REQUESTS
1. Reproduce the part of the essay on decades of growth between "Children are trying" and "done for them.", inclusive.
2. Using the essay on decades of growth, mark each statement yes or no, and quote the words of the essay that settle it: (a) the large core of each stage's development seems to fall within its decade; (b) a child's major physical growth happens in the teen years; (c) when children get upset, they identify with that emotion.

Pondering the universe

Decades of growth

There are many ideas about how we grow up, and this is my take on the process from my own observations.

Psychology is trying to come to grips with how we grow from child to adult, and the processes involved. Writers from Noam Chomsky to Ann Ree Colton have all contributed their ideas based upon their research.

I have observed that a personality seems to develop its aspects with a decade roughly apportioned to each stage within it, though there is overlap between them. Also, development of each stage doesn't stop, but the large core of it seems to be within its decade.

Note that these are largely separate from our connection to our inner wisdom, which will define how effective we are at each of the stages.

Child - Physical ^

From the moment a child is born, it is trying to take charge of its physical environment.

Children are trying to manipulate the things around them, and express their frustration when their efforts fail by crying, hoping someone else will do it for them.

Their bodies grow from the tiny to something most of the way to their final height and form, with the major growth in the first few years.

They may get upset, but that emotion is not identified with. It is a tool to get things done for them.

Teens - Emotional ^

In the pre-teens and teen years, people identify with their emotions.

SUPPLIED DATA

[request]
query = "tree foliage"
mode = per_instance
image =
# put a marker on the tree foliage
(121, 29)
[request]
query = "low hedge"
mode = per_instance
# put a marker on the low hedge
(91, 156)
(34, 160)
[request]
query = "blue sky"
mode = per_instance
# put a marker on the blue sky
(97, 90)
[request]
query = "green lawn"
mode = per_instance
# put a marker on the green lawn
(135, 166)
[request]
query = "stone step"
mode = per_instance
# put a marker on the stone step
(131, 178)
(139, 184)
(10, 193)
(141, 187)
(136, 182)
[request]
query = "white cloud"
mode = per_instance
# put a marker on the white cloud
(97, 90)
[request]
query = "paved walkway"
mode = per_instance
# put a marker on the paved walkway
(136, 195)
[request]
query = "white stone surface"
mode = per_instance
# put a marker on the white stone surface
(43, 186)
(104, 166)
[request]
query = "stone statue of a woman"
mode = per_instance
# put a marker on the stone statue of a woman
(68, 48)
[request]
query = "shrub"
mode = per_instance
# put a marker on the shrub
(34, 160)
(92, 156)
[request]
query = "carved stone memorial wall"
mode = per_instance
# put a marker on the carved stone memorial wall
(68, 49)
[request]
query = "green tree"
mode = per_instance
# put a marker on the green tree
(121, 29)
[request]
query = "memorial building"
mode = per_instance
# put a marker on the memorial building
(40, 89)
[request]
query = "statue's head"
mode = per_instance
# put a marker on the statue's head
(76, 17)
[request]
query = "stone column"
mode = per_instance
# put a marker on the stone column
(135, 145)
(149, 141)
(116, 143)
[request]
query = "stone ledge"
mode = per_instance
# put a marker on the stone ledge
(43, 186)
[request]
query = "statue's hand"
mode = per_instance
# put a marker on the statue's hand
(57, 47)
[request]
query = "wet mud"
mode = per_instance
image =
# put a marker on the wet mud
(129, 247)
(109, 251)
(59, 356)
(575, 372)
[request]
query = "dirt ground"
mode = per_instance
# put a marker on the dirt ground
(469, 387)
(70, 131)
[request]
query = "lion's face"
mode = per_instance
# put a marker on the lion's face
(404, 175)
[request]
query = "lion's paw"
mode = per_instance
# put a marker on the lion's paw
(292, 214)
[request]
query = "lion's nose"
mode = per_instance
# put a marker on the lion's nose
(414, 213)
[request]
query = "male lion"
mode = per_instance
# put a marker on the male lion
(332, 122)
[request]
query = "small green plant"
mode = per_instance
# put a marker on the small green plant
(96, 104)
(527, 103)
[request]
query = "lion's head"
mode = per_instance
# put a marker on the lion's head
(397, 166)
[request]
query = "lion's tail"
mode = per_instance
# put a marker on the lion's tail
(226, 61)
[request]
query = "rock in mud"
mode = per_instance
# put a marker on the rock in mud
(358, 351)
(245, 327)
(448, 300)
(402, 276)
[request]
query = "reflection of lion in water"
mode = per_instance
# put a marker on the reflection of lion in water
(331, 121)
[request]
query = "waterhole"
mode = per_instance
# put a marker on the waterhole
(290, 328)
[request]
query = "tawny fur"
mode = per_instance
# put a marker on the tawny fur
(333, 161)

ANSWERS IN ORDER
1.
Children are trying to manipulate the things around them, and express their frustration when their efforts fail by crying, hoping someone else will do it for them.

Their bodies grow from the tiny to something most of the way to their final height and form, with the major growth in the first few years.

They may get upset, but that emotion is not identified with. It is a tool to get things done for them.

2.
(a) Yes: "the large core of it seems to be within its decade."
(b) No: "with the major growth in the first few years."
(c) No: "that emotion is not identified with."